Show every line in the records below that contains the word "wheel".

┌──

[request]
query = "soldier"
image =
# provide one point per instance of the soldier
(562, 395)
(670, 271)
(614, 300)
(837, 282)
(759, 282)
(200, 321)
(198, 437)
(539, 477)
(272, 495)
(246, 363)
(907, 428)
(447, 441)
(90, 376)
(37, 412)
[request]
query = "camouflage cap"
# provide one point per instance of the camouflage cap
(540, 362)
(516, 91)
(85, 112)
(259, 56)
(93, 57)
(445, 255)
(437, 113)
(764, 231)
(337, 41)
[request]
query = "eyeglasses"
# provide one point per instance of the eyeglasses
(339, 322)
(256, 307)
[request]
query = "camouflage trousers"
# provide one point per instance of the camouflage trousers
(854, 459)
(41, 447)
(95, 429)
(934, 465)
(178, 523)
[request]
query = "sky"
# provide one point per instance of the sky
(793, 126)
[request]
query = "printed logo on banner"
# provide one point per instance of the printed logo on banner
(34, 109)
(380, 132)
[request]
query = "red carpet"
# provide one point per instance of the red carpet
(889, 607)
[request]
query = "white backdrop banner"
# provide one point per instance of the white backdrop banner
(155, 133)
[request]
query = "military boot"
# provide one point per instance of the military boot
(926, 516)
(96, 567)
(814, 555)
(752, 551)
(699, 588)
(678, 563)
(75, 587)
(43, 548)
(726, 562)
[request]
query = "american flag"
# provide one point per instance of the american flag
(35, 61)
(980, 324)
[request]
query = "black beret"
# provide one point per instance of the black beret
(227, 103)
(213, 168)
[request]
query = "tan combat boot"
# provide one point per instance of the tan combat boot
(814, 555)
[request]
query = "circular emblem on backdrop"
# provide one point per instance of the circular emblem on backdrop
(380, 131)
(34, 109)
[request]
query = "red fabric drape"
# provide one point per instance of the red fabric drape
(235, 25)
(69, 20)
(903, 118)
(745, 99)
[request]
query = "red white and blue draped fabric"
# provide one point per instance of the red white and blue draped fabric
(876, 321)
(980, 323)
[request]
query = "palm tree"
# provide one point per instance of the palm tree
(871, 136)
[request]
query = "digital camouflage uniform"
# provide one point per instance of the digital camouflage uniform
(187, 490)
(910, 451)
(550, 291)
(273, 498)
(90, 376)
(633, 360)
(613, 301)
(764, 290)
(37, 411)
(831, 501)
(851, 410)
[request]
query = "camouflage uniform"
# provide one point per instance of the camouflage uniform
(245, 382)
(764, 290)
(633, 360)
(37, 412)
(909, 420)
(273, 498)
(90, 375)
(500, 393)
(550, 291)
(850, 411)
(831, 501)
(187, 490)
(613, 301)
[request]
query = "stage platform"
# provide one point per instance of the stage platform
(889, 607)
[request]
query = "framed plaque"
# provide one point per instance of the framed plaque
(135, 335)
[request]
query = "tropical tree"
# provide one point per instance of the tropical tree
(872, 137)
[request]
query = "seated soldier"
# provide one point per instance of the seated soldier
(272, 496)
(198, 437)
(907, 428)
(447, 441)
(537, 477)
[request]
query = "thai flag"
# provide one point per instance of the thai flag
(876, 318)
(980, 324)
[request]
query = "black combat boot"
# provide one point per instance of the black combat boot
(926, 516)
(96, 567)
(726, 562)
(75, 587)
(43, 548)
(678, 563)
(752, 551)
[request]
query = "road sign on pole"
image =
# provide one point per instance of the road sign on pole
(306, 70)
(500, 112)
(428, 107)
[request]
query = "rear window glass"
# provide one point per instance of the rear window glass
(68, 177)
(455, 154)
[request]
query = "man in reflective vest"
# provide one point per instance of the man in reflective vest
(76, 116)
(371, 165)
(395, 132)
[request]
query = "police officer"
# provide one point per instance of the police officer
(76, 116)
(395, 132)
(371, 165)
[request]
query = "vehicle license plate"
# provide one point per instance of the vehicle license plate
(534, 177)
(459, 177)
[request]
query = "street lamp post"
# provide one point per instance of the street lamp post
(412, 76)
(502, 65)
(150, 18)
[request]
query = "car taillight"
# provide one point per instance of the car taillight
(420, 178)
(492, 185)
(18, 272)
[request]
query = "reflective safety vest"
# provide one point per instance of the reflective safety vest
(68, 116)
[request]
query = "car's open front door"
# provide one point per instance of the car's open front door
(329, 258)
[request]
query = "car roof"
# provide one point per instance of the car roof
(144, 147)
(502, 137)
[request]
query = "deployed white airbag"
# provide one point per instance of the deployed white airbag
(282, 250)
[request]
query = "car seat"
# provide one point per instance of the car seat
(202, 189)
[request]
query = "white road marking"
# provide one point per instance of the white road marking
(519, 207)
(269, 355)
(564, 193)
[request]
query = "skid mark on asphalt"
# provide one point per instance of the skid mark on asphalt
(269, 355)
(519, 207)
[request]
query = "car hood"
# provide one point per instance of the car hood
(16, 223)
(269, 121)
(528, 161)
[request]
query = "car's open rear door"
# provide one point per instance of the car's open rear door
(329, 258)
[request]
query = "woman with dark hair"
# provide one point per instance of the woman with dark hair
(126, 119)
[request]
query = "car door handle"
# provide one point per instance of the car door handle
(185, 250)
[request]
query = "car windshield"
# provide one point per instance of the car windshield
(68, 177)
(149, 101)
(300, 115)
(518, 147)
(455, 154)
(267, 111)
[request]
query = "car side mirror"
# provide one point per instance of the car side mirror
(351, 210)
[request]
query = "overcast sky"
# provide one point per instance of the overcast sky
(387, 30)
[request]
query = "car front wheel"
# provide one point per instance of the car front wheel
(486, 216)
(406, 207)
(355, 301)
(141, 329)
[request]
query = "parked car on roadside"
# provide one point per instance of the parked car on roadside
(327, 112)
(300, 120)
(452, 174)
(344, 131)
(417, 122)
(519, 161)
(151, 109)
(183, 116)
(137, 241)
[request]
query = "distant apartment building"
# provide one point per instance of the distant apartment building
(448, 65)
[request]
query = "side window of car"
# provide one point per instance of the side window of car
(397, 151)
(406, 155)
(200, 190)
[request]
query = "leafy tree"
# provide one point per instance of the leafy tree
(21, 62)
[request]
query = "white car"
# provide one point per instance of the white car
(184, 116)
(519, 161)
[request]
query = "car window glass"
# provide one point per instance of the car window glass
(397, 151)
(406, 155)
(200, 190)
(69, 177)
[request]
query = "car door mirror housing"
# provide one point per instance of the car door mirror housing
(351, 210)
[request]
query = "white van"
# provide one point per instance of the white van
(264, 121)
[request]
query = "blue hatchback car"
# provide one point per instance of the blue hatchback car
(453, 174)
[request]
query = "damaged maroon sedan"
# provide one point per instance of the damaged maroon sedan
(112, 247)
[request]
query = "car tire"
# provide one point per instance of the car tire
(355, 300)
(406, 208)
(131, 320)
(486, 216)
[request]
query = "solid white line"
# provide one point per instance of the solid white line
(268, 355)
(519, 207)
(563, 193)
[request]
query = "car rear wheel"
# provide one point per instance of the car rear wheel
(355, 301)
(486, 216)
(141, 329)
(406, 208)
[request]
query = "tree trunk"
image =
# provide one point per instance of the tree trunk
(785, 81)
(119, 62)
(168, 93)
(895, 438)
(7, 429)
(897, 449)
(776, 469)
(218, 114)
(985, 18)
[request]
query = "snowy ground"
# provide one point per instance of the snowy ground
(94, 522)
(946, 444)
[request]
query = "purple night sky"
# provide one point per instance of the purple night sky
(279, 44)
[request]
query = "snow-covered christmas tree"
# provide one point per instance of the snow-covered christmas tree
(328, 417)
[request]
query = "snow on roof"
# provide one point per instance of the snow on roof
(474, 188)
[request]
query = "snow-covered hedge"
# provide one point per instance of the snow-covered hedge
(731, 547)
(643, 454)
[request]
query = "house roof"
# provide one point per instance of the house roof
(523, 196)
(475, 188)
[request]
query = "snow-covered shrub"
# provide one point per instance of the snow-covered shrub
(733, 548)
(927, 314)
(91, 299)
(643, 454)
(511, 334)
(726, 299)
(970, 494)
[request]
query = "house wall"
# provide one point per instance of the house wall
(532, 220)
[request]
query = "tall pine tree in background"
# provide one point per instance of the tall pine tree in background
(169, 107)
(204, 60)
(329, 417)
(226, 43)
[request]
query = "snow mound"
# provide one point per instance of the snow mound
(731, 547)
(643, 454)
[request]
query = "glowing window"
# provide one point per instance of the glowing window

└──

● **FINISHED TASK**:
query = "car front wheel"
# provide one point per instance of the car front wheel
query = "car rear wheel"
# provide one point per instance of the car rear wheel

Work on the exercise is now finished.